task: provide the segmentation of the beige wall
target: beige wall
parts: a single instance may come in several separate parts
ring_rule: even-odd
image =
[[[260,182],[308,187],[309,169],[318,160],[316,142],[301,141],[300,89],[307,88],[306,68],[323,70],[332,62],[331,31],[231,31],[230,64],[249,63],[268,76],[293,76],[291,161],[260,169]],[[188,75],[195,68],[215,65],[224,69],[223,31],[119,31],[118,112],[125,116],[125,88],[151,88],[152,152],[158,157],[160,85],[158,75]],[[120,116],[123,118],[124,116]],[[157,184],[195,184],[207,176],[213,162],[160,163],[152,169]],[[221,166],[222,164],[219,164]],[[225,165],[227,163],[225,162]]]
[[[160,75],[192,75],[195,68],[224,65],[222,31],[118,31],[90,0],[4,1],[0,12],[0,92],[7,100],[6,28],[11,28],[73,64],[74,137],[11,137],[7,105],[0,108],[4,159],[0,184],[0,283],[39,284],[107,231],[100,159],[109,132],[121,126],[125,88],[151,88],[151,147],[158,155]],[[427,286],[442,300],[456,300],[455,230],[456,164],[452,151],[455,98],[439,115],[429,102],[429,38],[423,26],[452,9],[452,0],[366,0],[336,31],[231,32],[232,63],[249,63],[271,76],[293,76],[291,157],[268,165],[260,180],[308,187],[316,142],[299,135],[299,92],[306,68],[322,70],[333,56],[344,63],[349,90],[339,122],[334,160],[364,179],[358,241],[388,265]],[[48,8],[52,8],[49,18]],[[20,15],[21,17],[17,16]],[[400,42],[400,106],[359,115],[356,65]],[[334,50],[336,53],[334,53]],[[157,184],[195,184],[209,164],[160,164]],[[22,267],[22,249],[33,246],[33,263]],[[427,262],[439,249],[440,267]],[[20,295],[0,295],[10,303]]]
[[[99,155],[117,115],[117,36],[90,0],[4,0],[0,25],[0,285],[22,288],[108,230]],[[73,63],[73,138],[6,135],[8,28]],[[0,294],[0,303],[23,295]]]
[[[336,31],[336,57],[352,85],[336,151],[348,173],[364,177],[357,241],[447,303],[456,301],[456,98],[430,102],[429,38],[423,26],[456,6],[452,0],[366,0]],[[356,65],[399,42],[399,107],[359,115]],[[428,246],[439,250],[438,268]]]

**CHALLENGE:** Convert every line of the data above into a JSON list of strings, one string per line, and leave out any blank lines.

**THE RESPONSE:**
[
  "task: provide the segmentation of the beige wall",
  "target: beige wall",
  "parts: a single instance may come in several separate parts",
  "ring_rule: even-odd",
  "image =",
  "[[[260,182],[308,187],[309,169],[318,160],[316,142],[301,141],[300,89],[307,88],[306,68],[323,70],[332,62],[331,31],[231,31],[230,64],[249,63],[268,76],[293,76],[291,161],[260,169]],[[188,75],[195,68],[215,65],[224,69],[223,31],[119,31],[118,112],[125,116],[125,88],[151,88],[152,152],[158,157],[160,85],[158,75]],[[120,116],[123,118],[124,116]],[[157,184],[195,184],[207,176],[213,162],[160,163],[152,169]],[[221,166],[222,164],[219,164]],[[225,165],[227,163],[225,162]]]",
  "[[[160,75],[192,75],[195,68],[224,65],[222,31],[118,31],[90,0],[4,1],[0,12],[0,92],[7,100],[6,28],[11,28],[73,64],[74,137],[11,137],[7,105],[0,108],[4,159],[0,184],[0,283],[39,284],[107,231],[100,159],[109,132],[121,126],[125,88],[151,88],[151,147],[158,155]],[[427,286],[442,300],[456,300],[455,230],[456,164],[452,151],[455,98],[439,115],[429,102],[429,38],[423,26],[452,9],[452,0],[366,0],[336,31],[231,32],[232,63],[249,63],[271,76],[293,76],[291,157],[268,165],[260,180],[308,187],[316,142],[299,135],[299,92],[306,68],[322,70],[333,56],[344,63],[349,90],[339,122],[334,160],[364,179],[358,241],[388,265]],[[48,8],[52,8],[49,18]],[[20,15],[21,17],[17,16]],[[400,42],[400,106],[359,115],[356,65]],[[334,50],[336,53],[334,53]],[[157,184],[195,184],[209,164],[160,164]],[[22,267],[22,249],[33,246],[33,263]],[[427,262],[439,249],[440,267]],[[20,295],[0,295],[10,303]]]",
  "[[[99,155],[117,115],[117,36],[90,0],[4,0],[0,25],[0,285],[22,288],[108,230]],[[73,63],[73,138],[6,135],[8,28]],[[0,294],[0,303],[23,295]]]",
  "[[[336,31],[336,57],[352,85],[336,151],[348,173],[364,177],[357,241],[447,303],[456,301],[456,98],[430,102],[429,38],[423,26],[456,6],[452,0],[366,0]],[[356,65],[399,42],[399,107],[359,115]],[[428,246],[439,250],[438,268]]]"
]